OBIETTIVO: Riscrivi il passo del testo sulla preistoria dell'Emilia compreso tra "Alla civiltà dei" e "C. in poi).", estremi inclusi, mettendo "gradualmente" al posto di "lentamente".

PAGINA:
# # # # # # #

Le civiltà paleolitiche sono
documentate da alcuni raschiatoi di tipo
musteriano rinvenuti nei terreni
alluvionali del Santerno e
presso Lesignano. La scultura è
attestata da una statuetta a tutto tondo,
che riproduce una figura femminile con la
accentuazione delle parti rotonde. E' uno
degli esempi delle cosiddette «Veneri
steatopigiche» del periodo
aurignaziano (c. 30.000 anni) rinvenute
in Europa. Le civiltà agricole (dal IV
millennio c. a. C.) sono documentate con
le culture di Chiozza di Scandiano e del Pescale, presso le quali
fu in uso la ceramica e i manufatti in
pietra levigata.
Alla civiltà dei metalli si passa
molto lentamente al Cuprolitico (dal 2000
c. a. C.) è noto attraverso i corredi
dei sepolcri del bosco di Malta nel
Bolognese, di Cumarola e
della cultura di Remedello che
si estende anche nell'Emilia settentr. Il
bronzo è molto diffuso presso,
quell' aspetto proprio della regione
emiliana noto come cultura
terramaricola (dal sec. XV a. C. in poi).

# # # # # # #

MATERIALE MOSTRATO:
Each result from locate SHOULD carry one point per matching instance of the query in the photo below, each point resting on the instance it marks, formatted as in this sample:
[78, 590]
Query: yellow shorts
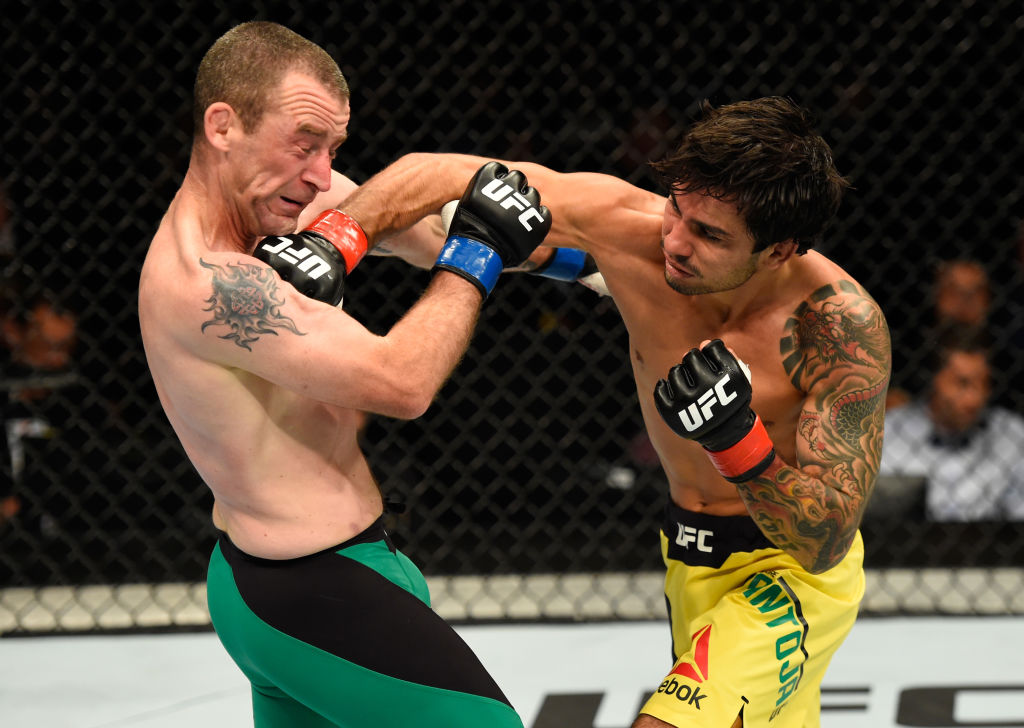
[752, 631]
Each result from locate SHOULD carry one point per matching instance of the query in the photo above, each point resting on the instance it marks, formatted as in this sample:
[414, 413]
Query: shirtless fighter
[264, 379]
[768, 473]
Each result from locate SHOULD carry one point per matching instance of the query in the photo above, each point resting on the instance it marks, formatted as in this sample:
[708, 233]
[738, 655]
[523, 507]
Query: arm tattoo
[246, 299]
[837, 349]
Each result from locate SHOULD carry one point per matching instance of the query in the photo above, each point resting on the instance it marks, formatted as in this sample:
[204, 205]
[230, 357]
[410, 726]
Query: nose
[675, 241]
[317, 172]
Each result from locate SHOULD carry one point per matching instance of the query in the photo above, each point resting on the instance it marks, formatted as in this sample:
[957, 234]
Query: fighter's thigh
[348, 643]
[741, 658]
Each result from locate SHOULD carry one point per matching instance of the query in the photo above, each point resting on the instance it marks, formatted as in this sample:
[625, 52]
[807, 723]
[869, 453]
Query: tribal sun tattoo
[246, 299]
[837, 349]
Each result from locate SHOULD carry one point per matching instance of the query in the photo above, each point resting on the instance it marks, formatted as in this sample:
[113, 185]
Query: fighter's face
[707, 246]
[287, 160]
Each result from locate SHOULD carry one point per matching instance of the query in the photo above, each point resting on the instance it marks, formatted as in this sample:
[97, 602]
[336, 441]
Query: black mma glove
[498, 224]
[707, 398]
[316, 260]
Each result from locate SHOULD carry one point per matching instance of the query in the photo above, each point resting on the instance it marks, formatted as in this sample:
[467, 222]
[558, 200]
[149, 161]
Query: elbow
[409, 402]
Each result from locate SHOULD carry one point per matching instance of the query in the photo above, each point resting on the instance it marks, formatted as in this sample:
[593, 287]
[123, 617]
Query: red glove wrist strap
[747, 459]
[344, 233]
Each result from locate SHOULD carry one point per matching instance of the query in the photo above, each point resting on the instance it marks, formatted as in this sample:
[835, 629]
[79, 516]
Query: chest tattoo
[246, 300]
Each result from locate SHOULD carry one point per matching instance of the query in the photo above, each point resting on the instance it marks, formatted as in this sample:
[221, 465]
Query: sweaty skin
[265, 388]
[682, 271]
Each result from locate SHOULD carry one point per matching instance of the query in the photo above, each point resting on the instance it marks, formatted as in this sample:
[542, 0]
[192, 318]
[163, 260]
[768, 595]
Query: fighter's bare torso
[664, 325]
[286, 470]
[775, 322]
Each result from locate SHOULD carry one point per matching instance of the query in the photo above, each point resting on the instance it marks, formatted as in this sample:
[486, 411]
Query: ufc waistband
[702, 540]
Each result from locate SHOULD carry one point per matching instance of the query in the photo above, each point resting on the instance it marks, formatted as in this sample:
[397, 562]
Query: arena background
[527, 470]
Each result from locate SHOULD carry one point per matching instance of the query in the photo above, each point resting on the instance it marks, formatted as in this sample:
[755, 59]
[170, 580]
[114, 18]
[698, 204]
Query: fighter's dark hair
[765, 157]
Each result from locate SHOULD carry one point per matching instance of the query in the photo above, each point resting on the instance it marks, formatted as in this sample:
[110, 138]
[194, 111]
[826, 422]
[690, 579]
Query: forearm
[408, 190]
[423, 348]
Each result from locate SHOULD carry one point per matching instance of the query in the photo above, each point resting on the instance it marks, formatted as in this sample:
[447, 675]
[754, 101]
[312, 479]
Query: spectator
[967, 450]
[38, 342]
[961, 293]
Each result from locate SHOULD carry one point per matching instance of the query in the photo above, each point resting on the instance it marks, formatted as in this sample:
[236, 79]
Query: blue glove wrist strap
[478, 260]
[564, 264]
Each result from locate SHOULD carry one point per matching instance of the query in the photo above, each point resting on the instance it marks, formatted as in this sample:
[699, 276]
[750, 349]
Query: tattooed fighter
[769, 471]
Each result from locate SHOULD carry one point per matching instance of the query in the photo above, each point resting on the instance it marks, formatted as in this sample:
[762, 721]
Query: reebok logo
[700, 412]
[506, 197]
[695, 670]
[303, 258]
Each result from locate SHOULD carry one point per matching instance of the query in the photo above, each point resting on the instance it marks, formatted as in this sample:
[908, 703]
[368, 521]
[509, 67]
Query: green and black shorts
[346, 637]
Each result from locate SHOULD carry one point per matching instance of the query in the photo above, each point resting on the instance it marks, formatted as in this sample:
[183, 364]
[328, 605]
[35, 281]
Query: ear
[774, 255]
[217, 122]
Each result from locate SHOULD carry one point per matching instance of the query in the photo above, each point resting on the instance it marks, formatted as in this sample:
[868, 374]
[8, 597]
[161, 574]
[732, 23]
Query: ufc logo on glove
[305, 260]
[504, 195]
[691, 416]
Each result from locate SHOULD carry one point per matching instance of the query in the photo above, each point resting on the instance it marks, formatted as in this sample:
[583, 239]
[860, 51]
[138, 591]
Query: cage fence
[531, 491]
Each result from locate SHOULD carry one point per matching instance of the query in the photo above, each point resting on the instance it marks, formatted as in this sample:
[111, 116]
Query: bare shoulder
[837, 329]
[597, 212]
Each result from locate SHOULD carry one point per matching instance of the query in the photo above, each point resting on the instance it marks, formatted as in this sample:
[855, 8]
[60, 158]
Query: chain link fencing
[531, 491]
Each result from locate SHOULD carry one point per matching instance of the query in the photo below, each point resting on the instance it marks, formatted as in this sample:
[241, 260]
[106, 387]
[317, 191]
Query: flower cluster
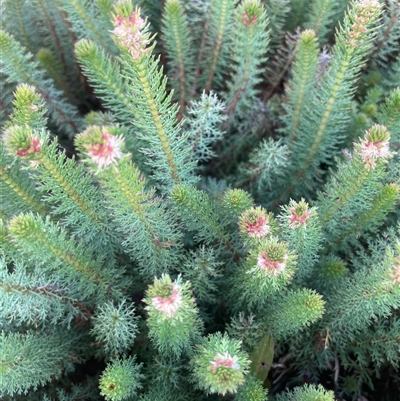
[299, 214]
[170, 302]
[396, 272]
[254, 222]
[247, 21]
[128, 32]
[270, 264]
[219, 365]
[172, 316]
[366, 11]
[101, 146]
[375, 146]
[224, 360]
[23, 142]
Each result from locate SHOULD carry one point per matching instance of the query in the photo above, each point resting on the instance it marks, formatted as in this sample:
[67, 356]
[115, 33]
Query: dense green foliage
[199, 200]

# # # # # # #

RISPOSTA CORRETTA:
Alla civiltà dei metalli si passa
molto gradualmente al Cuprolitico (dal 2000
c. a. C.) è noto attraverso i corredi
dei sepolcri del bosco di Malta nel
Bolognese, di Cumarola e
della cultura di Remedello che
si estende anche nell'Emilia settentr. Il
bronzo è molto diffuso presso,
quell' aspetto proprio della regione
emiliana noto come cultura
terramaricola (dal sec. XV a. C. in poi).